- _Problem to solve_
The records below are to be copied word for word, with every picture left out.

[Stored items from a collection]
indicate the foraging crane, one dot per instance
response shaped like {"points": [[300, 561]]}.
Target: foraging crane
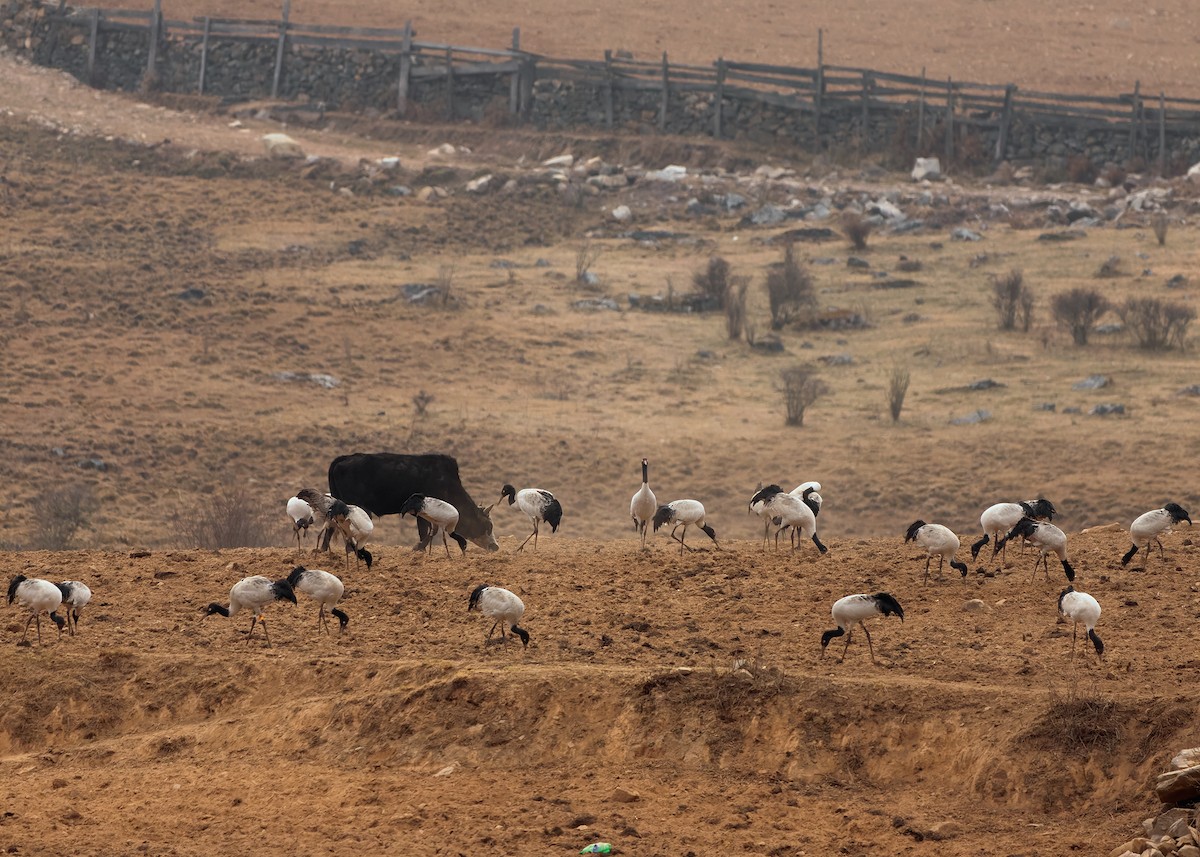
{"points": [[325, 589], [786, 510], [643, 504], [354, 525], [253, 594], [301, 517], [76, 597], [1048, 539], [1001, 517], [499, 604], [936, 540], [853, 610], [1079, 606], [539, 505], [37, 597], [1152, 525], [683, 514], [441, 515]]}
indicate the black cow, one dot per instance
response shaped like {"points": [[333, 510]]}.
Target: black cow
{"points": [[382, 481]]}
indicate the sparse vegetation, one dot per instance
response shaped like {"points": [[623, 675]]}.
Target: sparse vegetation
{"points": [[59, 514], [898, 388], [229, 516], [857, 229], [789, 289], [802, 388], [1078, 310], [1156, 324], [1013, 301]]}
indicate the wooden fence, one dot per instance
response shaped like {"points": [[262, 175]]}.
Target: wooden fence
{"points": [[823, 95]]}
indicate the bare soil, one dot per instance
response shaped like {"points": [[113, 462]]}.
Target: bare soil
{"points": [[694, 683]]}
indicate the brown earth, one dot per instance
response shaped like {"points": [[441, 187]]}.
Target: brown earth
{"points": [[157, 732], [1098, 47]]}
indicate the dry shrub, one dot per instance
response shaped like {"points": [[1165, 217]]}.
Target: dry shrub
{"points": [[1161, 222], [714, 281], [1155, 323], [59, 513], [1012, 300], [789, 289], [227, 517], [802, 388], [1078, 311], [857, 229], [736, 307], [1080, 169], [898, 388]]}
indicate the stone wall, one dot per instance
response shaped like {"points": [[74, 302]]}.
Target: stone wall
{"points": [[359, 79]]}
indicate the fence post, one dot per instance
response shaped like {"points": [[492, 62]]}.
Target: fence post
{"points": [[204, 53], [449, 83], [1006, 121], [93, 37], [666, 94], [406, 63], [1133, 119], [718, 97], [515, 84], [607, 89], [949, 121], [1162, 133], [279, 48], [867, 115], [155, 27]]}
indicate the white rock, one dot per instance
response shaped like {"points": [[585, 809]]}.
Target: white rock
{"points": [[927, 168], [282, 147]]}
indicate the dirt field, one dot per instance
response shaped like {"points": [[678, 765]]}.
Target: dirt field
{"points": [[159, 277]]}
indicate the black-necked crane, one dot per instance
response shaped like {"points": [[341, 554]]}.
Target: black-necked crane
{"points": [[685, 513], [1079, 606], [255, 594], [1001, 517], [643, 504], [37, 597], [442, 516], [497, 603], [1149, 526], [937, 540], [354, 525], [76, 597], [1048, 539], [325, 589], [539, 505], [853, 610]]}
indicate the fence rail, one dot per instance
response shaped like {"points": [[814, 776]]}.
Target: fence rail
{"points": [[819, 94]]}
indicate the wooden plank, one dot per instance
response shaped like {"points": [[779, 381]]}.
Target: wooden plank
{"points": [[406, 64], [93, 39], [666, 94], [280, 48], [204, 57]]}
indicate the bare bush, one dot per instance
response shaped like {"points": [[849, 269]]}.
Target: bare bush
{"points": [[1156, 323], [802, 388], [714, 280], [736, 306], [898, 388], [59, 513], [1161, 223], [789, 289], [857, 229], [1078, 310], [228, 517], [1013, 300]]}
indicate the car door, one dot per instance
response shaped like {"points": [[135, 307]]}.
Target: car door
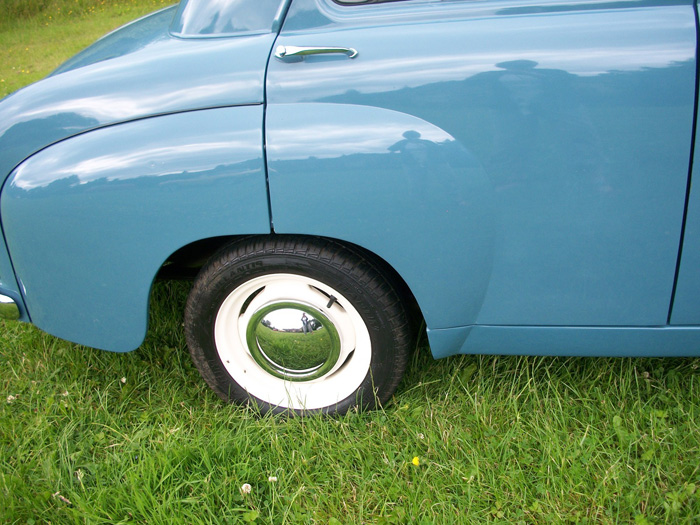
{"points": [[516, 162]]}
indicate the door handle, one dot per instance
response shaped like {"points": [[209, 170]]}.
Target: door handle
{"points": [[283, 52]]}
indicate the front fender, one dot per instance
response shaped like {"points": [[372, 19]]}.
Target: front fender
{"points": [[89, 221]]}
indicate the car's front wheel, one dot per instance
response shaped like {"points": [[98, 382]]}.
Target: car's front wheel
{"points": [[297, 323]]}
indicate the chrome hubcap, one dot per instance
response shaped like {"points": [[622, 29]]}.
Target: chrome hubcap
{"points": [[293, 341]]}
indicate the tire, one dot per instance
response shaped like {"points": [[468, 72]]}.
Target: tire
{"points": [[297, 324]]}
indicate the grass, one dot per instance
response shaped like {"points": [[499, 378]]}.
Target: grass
{"points": [[36, 36], [93, 437]]}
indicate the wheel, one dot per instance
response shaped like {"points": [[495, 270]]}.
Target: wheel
{"points": [[300, 324]]}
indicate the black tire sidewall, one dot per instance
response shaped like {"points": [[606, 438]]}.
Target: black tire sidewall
{"points": [[215, 284]]}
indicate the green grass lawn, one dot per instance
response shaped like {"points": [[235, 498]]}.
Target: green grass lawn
{"points": [[88, 436]]}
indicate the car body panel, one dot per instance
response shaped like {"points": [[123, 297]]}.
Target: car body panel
{"points": [[579, 118], [686, 310], [90, 221], [522, 165], [133, 73], [611, 341]]}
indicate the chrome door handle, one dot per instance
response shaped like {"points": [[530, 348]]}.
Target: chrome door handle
{"points": [[283, 52]]}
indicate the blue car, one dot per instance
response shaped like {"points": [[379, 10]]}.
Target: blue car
{"points": [[339, 177]]}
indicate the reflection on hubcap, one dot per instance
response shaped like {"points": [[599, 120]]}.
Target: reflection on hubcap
{"points": [[293, 341]]}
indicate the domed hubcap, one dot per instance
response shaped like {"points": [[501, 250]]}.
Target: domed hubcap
{"points": [[293, 341]]}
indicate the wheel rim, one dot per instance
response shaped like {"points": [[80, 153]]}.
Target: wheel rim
{"points": [[275, 355]]}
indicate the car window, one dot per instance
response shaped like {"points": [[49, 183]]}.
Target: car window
{"points": [[224, 17]]}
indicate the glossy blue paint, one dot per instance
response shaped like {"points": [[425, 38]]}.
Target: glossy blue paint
{"points": [[521, 164], [392, 183], [579, 121], [132, 73], [204, 18], [686, 310], [90, 221], [569, 341]]}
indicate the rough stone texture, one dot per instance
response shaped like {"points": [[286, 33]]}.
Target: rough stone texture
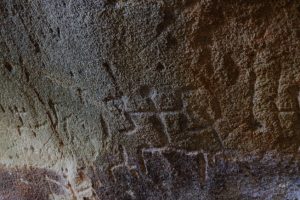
{"points": [[149, 99]]}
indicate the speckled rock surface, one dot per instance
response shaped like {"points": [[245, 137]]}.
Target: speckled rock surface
{"points": [[149, 99]]}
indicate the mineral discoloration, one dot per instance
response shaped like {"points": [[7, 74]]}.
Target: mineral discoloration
{"points": [[168, 99], [30, 183]]}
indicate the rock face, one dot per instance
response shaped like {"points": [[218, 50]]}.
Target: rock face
{"points": [[149, 99]]}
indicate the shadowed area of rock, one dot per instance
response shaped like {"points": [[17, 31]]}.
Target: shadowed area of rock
{"points": [[149, 99]]}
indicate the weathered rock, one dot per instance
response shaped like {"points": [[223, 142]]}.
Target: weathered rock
{"points": [[168, 99]]}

- _Worked solution_
indicate the foraging crane, one dot per instance
response shaped like {"points": [[300, 561]]}.
Target: foraging crane
{"points": [[325, 589], [786, 510], [643, 504], [354, 525], [253, 594], [301, 517], [76, 597], [1048, 539], [1001, 517], [499, 604], [936, 540], [853, 610], [1079, 606], [539, 505], [37, 597], [1152, 525], [683, 514], [441, 515]]}
indicate the black cow, one dot per instance
response shaped like {"points": [[333, 510]]}.
Target: black cow
{"points": [[382, 481]]}
indicate the sparse vegetation, one dot per instance
response shaped like {"points": [[623, 675]]}.
Target: sparse vegetation
{"points": [[59, 514], [898, 388], [229, 516], [857, 229], [789, 289], [802, 388], [1078, 310], [1156, 324], [1013, 301]]}
indicate the wooden fence, one dot per instance
response shaped like {"points": [[262, 175]]}.
Target: wooden fence
{"points": [[823, 95]]}
indicate the bare soil, one dot per instance
response shaped like {"points": [[113, 462]]}.
Target: bare soil
{"points": [[694, 683]]}
indicate the brown earth, one dot per instance
response shaped like {"points": [[441, 187]]}.
Target: brown earth
{"points": [[157, 732], [1098, 47]]}
indicate the dry shrub, one dot per instance
response shaped like {"points": [[1165, 217]]}.
Target: dry shrub
{"points": [[1161, 222], [714, 281], [1155, 323], [59, 513], [1012, 300], [789, 289], [227, 517], [802, 388], [1078, 311], [857, 229], [736, 307], [1080, 169], [898, 388]]}
indicate the stone wall, one dot per instance
response shaped like {"points": [[74, 302]]}.
Target: stone wall
{"points": [[359, 79]]}
indicate the fence post, one dot per instance
response shaped like {"points": [[492, 62]]}.
Target: fence post
{"points": [[204, 53], [449, 83], [1006, 121], [93, 37], [666, 94], [406, 63], [1133, 119], [718, 97], [515, 84], [607, 89], [949, 121], [1162, 133], [279, 48], [867, 115], [155, 27]]}
indicate the white rock, one dot per instance
response shaped like {"points": [[585, 809]]}.
Target: white rock
{"points": [[927, 168], [282, 147]]}
indicate the dirt field, one dot per instance
response shaped like {"points": [[678, 765]]}.
Target: dirt field
{"points": [[159, 277]]}
indicate the black-necked crane, one dot per instance
response shaped like {"points": [[341, 554]]}.
Target: black-necked crane
{"points": [[685, 513], [1079, 606], [255, 594], [1001, 517], [643, 504], [37, 597], [442, 516], [497, 603], [1149, 526], [937, 540], [354, 525], [76, 597], [1048, 539], [325, 589], [539, 505], [853, 610]]}
indicate the fence rail, one dot per instance
response shaped like {"points": [[814, 776]]}.
Target: fence rail
{"points": [[819, 94]]}
indicate the wooden plank, one dot per instance
response shaped like {"points": [[779, 381]]}.
Target: wooden plank
{"points": [[406, 64], [93, 39], [666, 94], [280, 48], [204, 57]]}
indicate the bare bush, one dot per instance
response shaped like {"points": [[849, 269]]}.
Target: bare bush
{"points": [[1156, 323], [802, 388], [714, 280], [736, 306], [898, 388], [59, 513], [1161, 223], [789, 289], [857, 229], [1078, 310], [228, 517], [1013, 300]]}
indicate the car door, one dot per instance
response shaped like {"points": [[135, 307]]}.
Target: car door
{"points": [[516, 162]]}
indicate the door handle, one dot per instance
response shaped like {"points": [[209, 170]]}.
Target: door handle
{"points": [[283, 52]]}
indicate the front fender, one dot per instance
response shaped like {"points": [[372, 19]]}.
Target: front fender
{"points": [[89, 221]]}
indicate the car's front wheel, one dot per instance
response shaped like {"points": [[98, 382]]}.
Target: car's front wheel
{"points": [[297, 323]]}
indicate the chrome hubcap, one dot per instance
response shaped like {"points": [[622, 29]]}.
Target: chrome hubcap
{"points": [[293, 341]]}
indicate the tire, one dot per instance
response shaped like {"points": [[468, 72]]}.
Target: tire
{"points": [[297, 324]]}
indicate the grass, one dot per instance
response shaped like {"points": [[499, 378]]}.
Target: grass
{"points": [[36, 36], [93, 437]]}
indicate the wheel, one dot per instance
response shaped like {"points": [[495, 270]]}.
Target: wheel
{"points": [[300, 324]]}
indicate the black tire sidewall, one dot per instance
response shaped like {"points": [[606, 438]]}.
Target: black tire sidewall
{"points": [[215, 284]]}
indicate the green grass lawn, one dot per instance
response shaped like {"points": [[235, 498]]}.
Target: green grass lawn
{"points": [[88, 436]]}
indicate the car body panel, one dot per instance
response shaped like {"points": [[123, 297]]}.
Target: car body panel
{"points": [[579, 118], [686, 310], [90, 221], [522, 165], [133, 73], [611, 341]]}
indicate the chrome door handle, one dot per instance
response shaped like {"points": [[530, 348]]}.
Target: chrome door handle
{"points": [[283, 52]]}
indicate the blue car, one dot per instance
response shaped like {"points": [[379, 10]]}.
Target: blue car
{"points": [[339, 177]]}
indicate the reflection on hubcap, one dot per instance
response shaped like {"points": [[599, 120]]}.
Target: reflection on hubcap
{"points": [[293, 341]]}
indicate the domed hubcap, one dot per instance
response shaped like {"points": [[501, 250]]}.
Target: domed hubcap
{"points": [[293, 341]]}
indicate the wheel rim, one dot per instance
response shaped like {"points": [[80, 153]]}.
Target: wheel rim
{"points": [[275, 355]]}
indicate the car window, one dot per instance
response shaped like {"points": [[49, 183]]}.
Target: car window
{"points": [[224, 17]]}
indicate the glossy blue paint, one dot per instance
response shaped like {"points": [[425, 38]]}.
Target: glossy blue paint
{"points": [[521, 164], [392, 183], [579, 121], [132, 73], [204, 18], [686, 310], [90, 221], [569, 341]]}
indicate the rough stone texture, one dot per instance
response shaped like {"points": [[286, 33]]}.
Target: rough stone texture
{"points": [[149, 99]]}
indicate the speckled rock surface, one dot per instance
response shaped like {"points": [[245, 137]]}.
Target: speckled rock surface
{"points": [[149, 99]]}
indicate the mineral discoloration, one dot per instance
response shaped like {"points": [[7, 74]]}.
Target: mineral discoloration
{"points": [[168, 99], [30, 183]]}
indicate the rock face, one dot per instance
response shaped like {"points": [[218, 50]]}.
Target: rock face
{"points": [[149, 99]]}
indicate the shadowed area of rock, one dot per instance
response shaped like {"points": [[17, 31]]}.
Target: shadowed area of rock
{"points": [[149, 99]]}
indicate the weathered rock, one dot per instance
response shaped like {"points": [[223, 142]]}.
Target: weathered rock
{"points": [[168, 99]]}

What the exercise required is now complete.